TASK INSTRUCTIONS: Reproduce every line of the records below, substituting "occurrence" for each "instance" and leaving everything else unchanged.

PROVIDED ENTRIES:
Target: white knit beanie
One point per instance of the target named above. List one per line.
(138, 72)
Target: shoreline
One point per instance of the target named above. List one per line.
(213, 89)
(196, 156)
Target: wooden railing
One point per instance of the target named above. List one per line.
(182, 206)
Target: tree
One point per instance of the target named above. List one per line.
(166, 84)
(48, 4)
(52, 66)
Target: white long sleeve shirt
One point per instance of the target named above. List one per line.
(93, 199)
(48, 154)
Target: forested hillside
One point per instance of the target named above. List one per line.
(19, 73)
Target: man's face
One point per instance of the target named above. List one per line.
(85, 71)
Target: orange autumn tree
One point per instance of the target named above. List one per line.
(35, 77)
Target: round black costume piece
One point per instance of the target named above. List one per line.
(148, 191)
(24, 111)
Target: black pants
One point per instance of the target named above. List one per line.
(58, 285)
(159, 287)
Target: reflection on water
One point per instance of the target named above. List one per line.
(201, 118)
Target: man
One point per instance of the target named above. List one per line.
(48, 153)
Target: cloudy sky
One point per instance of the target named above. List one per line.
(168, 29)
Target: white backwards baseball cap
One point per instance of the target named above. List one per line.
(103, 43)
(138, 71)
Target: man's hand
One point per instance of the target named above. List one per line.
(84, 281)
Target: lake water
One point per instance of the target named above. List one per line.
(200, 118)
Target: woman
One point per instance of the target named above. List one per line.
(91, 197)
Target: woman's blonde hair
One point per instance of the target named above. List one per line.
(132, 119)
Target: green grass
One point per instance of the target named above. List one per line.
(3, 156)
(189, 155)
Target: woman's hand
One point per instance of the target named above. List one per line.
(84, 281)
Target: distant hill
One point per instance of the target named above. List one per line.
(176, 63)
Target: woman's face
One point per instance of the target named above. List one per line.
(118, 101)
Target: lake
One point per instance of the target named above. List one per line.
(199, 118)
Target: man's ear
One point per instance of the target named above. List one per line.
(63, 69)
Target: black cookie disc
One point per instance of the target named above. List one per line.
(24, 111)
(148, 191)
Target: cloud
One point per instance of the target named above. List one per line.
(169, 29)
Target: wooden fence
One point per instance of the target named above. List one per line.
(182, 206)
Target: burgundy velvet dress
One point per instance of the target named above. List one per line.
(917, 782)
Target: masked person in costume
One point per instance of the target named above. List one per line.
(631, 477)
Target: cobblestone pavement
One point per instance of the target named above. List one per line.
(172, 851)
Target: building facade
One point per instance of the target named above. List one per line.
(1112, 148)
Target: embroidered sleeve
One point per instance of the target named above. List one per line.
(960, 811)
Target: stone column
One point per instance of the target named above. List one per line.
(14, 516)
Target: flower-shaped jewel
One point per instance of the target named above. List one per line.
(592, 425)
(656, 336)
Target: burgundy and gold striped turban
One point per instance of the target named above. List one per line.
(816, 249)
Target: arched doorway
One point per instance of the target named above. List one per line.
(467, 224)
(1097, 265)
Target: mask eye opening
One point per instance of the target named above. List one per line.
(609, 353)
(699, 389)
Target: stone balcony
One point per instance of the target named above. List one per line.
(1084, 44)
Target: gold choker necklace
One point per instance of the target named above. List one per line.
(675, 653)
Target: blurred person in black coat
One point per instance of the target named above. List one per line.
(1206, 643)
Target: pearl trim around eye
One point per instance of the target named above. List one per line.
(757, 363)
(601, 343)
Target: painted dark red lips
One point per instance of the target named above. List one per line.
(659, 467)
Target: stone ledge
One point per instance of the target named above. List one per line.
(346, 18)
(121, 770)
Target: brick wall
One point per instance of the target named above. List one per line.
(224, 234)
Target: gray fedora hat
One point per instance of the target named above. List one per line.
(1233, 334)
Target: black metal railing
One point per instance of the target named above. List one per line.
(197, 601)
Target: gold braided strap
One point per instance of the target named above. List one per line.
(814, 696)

TASK ANSWER:
Target: white knit beanie
One point per occurrence of the target named above. List one per line.
(138, 72)
Target: shoreline
One point per occurrence of the target named above. List one per line.
(213, 89)
(196, 156)
Target: wooden railing
One point per occurrence of the target named above. List one per line.
(182, 206)
Target: tree
One point per occurrence of the target named above. List one per line.
(166, 84)
(48, 4)
(52, 66)
Target: white long sleeve shirt
One point per occurrence of the target named above. List one per line.
(93, 199)
(48, 154)
Target: forested hillside
One point per occurrence of the target named above. List one per line.
(19, 73)
Target: man's face
One point per occurrence of the target named above. List one per line.
(85, 71)
Target: orange autumn tree
One point per occurrence of the target named above. List one per line.
(35, 77)
Target: round black costume piece
One point per occurrence of the target named above. List one per line.
(148, 191)
(24, 111)
Target: black pants
One point per occurrence of the target named above. List one per line.
(58, 285)
(159, 287)
Target: reflection on water
One point per occurrence of the target named above. List one per line.
(201, 118)
Target: man
One point per occurrence of the target named above. List one per line.
(48, 153)
Target: cloudy sky
One point per occurrence of the target named above. List one per line.
(168, 29)
Target: white backwards baseball cap
One point per occurrence of the target named above. List one per line.
(103, 43)
(138, 71)
Target: man's hand
One point per occurrence of the target named above. List one per line.
(84, 281)
Target: lake water
One point per occurrence of the target named above. List one per line.
(200, 118)
Target: woman
One point per occurrence of the target named above. List one per line.
(91, 197)
Target: woman's blonde hair
One point per occurrence of the target named above. List one per line.
(132, 119)
Target: green grass
One point per occurrence of the target named above. List one per line.
(3, 156)
(189, 155)
Target: woman's hand
One point per occurrence of the target named above. List one per line.
(84, 281)
Target: distant hill
One point per occurrence of the target named above. List one per line.
(176, 63)
Target: woman's face
One point per occurrence of the target named above. List one per line.
(118, 101)
Target: lake
One point per occurrence of the target named above. List one per line.
(199, 118)
Target: man's ear
One point per occurrence of the target named above. List one per line.
(63, 69)
Target: black cookie disc
One point per occurrence of the target named above. List one per line.
(24, 111)
(148, 191)
Target: cloud
One point per occurrence of the target named above. List one per line.
(169, 29)
Target: wooden fence
One point per occurrence of the target named above. List one per line.
(182, 206)
Target: burgundy velvet dress
One point per occurrence of the target named above. List one per line.
(917, 782)
Target: masked person in costume
One point per occurrence of the target named above. List one per line.
(631, 477)
Target: cobblestone pavement
One point per occurrence of the target named above. List one per line.
(172, 851)
Target: building facade
One point per occurrence of the target named above. List one per line.
(1112, 148)
Target: embroidered sleeve
One point per occurrence of the target named above. List one per line.
(960, 811)
Target: stone column
One point per occurrence of the target named above. List one per line.
(14, 516)
Target: flower-shaped jewel
One point per occurrence of the target named above. List one per line.
(592, 425)
(656, 336)
Target: burgundy and gold striped turban
One point per occurrence of the target named above. List one per line.
(816, 249)
Target: arched doorway
One point per occurrence of the target named above. List one per line.
(467, 224)
(1097, 265)
Target: mask eye opening
One point per occurrence of the target named above. List one per line.
(609, 353)
(699, 389)
Target: stone balcony
One point per occurrence of the target named above. List one per line.
(1084, 44)
Target: gold choker necklace
One point per occurrence of the target named above. List one per line.
(675, 653)
Target: blurred person in black coat
One point per occurrence of the target named above. List one per line.
(1206, 643)
Target: pearl trim around eye
One point per occurrence of the target named above. List one per line.
(757, 363)
(601, 343)
Target: painted dark red lips
One point per occurrence of the target named above. List one per line.
(659, 467)
Target: stone ledge
One point per occurrence of the target named above. List one per line.
(346, 18)
(121, 770)
Target: brick wall
One point per occurrence of the target named above. List one per line.
(224, 234)
Target: gray fedora hat
One point per occurrence of the target named above. List one per line.
(1233, 334)
Target: black metal railing
One point per occurrence of the target named above. List one per line.
(197, 601)
Target: gold braided strap
One point per occurrence of the target named above. List one per line.
(814, 696)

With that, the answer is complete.